Extracted material:

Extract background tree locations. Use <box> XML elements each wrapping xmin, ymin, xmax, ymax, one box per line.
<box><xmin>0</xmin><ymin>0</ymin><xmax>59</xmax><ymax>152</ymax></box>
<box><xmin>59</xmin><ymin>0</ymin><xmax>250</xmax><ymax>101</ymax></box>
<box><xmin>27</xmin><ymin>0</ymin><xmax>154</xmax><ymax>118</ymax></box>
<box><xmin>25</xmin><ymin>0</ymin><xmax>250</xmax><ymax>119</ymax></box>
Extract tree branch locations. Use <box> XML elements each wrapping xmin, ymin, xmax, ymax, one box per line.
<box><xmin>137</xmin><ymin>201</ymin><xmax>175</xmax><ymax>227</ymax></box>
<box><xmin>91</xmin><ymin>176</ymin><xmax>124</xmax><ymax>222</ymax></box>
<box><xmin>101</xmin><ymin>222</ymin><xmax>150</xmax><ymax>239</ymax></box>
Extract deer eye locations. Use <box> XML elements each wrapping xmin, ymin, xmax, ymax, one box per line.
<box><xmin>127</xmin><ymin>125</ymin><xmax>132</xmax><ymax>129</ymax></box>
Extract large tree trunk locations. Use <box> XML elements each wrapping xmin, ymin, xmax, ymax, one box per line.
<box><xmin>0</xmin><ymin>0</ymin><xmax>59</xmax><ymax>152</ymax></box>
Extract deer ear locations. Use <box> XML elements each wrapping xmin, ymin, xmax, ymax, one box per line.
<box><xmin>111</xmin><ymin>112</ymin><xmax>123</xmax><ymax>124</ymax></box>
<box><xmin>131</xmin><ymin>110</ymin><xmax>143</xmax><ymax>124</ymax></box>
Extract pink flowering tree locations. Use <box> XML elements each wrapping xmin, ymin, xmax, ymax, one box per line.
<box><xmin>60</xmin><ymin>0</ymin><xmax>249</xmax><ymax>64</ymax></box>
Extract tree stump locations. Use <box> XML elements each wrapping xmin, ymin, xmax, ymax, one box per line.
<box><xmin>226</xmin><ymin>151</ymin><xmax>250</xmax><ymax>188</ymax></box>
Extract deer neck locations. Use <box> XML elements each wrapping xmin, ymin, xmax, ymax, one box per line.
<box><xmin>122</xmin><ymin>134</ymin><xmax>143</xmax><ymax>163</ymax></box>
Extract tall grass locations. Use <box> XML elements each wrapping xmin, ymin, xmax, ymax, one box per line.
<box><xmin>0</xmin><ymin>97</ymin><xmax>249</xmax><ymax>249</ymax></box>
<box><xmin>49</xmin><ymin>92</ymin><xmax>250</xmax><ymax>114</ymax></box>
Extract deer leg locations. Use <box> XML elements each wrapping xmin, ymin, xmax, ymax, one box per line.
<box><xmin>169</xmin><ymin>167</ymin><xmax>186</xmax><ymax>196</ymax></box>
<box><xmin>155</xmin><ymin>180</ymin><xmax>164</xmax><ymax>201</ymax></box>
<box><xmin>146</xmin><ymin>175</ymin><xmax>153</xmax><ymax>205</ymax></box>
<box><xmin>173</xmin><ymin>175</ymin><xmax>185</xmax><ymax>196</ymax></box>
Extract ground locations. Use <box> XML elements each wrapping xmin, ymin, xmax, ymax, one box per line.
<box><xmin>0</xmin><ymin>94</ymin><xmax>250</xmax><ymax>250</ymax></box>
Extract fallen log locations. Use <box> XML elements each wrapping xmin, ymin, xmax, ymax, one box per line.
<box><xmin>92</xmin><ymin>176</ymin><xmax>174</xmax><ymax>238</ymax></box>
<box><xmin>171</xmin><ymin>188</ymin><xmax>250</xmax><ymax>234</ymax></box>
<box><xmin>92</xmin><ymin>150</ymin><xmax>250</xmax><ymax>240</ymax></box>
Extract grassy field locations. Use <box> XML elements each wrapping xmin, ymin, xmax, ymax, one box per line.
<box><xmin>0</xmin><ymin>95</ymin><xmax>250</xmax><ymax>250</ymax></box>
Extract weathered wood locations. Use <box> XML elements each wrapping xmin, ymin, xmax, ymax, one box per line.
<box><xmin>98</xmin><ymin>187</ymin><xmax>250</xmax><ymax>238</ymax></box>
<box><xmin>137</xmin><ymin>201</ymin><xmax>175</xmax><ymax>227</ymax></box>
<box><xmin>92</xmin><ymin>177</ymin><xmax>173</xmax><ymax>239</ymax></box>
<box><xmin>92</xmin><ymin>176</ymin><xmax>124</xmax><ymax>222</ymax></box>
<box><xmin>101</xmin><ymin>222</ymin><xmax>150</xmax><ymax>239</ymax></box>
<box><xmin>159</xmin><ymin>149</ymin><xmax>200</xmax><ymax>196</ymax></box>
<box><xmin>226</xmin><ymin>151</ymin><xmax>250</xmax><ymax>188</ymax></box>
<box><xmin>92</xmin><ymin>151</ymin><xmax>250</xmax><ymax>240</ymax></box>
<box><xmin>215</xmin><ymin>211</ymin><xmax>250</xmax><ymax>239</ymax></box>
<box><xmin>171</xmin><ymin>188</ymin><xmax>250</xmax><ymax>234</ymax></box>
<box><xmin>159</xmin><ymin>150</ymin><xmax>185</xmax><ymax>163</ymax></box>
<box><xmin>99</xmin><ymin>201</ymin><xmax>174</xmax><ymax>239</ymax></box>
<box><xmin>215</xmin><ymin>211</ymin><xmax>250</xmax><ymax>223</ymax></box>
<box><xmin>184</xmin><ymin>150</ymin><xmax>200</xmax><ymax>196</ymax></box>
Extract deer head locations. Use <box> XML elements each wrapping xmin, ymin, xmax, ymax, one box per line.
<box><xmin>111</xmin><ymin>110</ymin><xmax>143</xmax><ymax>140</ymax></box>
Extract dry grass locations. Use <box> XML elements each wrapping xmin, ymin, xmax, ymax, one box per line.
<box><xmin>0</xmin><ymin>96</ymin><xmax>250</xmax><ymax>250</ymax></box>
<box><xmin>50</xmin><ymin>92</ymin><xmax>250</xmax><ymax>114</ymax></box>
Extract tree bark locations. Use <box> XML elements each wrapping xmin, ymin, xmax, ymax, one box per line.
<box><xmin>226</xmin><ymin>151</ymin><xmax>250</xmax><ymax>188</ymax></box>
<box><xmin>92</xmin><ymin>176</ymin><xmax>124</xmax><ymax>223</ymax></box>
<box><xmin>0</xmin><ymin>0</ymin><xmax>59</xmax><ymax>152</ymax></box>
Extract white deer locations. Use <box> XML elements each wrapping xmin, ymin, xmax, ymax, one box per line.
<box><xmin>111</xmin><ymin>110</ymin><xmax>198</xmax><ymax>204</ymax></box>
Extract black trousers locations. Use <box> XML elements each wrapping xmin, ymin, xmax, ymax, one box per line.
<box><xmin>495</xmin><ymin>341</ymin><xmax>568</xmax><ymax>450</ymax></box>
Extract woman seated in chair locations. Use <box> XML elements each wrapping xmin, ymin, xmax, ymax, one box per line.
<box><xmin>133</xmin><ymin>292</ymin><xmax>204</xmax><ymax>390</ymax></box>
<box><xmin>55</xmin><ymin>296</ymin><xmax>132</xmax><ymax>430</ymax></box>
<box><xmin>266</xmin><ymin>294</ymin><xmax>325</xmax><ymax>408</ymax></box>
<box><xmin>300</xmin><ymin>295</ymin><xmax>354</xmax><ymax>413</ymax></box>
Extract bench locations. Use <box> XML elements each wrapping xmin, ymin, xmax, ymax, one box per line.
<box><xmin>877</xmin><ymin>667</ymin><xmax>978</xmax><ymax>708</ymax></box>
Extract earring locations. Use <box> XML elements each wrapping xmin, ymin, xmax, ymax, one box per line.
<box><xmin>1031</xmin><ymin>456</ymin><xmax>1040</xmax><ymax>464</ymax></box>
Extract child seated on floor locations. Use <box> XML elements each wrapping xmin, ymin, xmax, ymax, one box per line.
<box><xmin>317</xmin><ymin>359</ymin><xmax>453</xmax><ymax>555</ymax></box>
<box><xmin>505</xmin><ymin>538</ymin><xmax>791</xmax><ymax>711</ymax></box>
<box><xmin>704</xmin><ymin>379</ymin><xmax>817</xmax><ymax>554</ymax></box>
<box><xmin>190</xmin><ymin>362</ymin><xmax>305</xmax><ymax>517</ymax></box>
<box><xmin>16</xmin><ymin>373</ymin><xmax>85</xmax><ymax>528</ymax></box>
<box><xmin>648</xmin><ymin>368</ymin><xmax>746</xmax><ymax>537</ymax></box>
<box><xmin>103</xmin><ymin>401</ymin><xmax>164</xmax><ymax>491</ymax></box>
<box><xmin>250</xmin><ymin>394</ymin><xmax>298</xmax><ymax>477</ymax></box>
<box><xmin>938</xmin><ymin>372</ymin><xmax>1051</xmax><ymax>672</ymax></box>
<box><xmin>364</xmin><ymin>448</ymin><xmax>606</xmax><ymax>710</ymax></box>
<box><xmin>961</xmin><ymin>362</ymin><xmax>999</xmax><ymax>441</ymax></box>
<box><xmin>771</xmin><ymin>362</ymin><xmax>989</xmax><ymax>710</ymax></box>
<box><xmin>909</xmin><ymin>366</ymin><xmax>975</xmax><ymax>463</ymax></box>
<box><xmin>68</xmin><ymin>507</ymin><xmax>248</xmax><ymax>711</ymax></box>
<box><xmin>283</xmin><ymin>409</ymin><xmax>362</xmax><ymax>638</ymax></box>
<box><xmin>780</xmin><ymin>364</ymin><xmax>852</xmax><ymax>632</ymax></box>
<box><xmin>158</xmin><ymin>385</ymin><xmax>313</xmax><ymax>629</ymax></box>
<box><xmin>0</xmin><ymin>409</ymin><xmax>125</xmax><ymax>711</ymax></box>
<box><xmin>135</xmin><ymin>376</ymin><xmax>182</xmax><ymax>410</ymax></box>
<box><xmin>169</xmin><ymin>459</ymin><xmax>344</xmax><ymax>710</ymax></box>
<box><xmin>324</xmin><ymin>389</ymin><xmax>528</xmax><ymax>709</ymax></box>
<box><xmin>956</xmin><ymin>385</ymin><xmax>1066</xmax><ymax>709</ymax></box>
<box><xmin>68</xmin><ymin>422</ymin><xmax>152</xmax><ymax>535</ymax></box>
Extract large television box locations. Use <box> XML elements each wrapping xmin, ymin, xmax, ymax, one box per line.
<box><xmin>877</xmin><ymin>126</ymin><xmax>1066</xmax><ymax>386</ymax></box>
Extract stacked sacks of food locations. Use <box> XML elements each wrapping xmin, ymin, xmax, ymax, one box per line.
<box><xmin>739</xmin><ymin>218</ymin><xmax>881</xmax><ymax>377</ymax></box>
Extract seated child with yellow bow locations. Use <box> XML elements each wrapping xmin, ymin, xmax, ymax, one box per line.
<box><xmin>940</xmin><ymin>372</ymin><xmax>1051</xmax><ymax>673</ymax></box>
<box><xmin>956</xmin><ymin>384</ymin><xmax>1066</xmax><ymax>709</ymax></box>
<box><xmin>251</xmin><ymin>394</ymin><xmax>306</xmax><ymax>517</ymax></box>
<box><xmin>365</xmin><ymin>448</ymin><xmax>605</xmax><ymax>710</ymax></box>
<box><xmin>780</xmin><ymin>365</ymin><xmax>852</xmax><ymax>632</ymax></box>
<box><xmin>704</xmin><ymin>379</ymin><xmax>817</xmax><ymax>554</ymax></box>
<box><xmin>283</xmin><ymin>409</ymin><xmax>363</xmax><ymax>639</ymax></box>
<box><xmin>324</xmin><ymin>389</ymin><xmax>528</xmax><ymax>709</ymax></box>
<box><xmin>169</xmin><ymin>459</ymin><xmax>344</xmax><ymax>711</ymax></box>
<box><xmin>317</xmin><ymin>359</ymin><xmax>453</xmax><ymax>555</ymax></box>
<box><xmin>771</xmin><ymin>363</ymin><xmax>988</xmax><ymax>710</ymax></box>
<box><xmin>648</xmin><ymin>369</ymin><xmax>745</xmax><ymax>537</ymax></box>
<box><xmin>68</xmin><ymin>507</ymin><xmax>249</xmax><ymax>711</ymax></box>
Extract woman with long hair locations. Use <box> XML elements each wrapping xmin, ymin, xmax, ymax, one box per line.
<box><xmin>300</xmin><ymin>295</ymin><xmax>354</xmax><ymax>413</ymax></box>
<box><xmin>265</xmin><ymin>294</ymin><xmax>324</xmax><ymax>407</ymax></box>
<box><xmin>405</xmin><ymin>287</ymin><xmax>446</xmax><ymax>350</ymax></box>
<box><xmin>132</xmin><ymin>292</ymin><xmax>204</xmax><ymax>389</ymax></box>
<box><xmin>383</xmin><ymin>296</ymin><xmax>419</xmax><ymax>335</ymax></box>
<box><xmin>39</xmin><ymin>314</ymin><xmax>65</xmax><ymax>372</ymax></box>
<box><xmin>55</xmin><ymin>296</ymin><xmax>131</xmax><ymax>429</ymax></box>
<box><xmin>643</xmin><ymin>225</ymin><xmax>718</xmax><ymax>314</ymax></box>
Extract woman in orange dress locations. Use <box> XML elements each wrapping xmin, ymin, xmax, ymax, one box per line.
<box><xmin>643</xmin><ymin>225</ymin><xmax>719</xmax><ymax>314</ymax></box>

What is being asked:
Go to the line with "Extract woman in" and set down that line and every line after it, through the end of the material above, word for word.

Expected answer:
Extract woman in orange dress locations. Use <box> XML elements each wrapping xmin, ymin, xmax, ymax, one box per line.
<box><xmin>643</xmin><ymin>225</ymin><xmax>719</xmax><ymax>314</ymax></box>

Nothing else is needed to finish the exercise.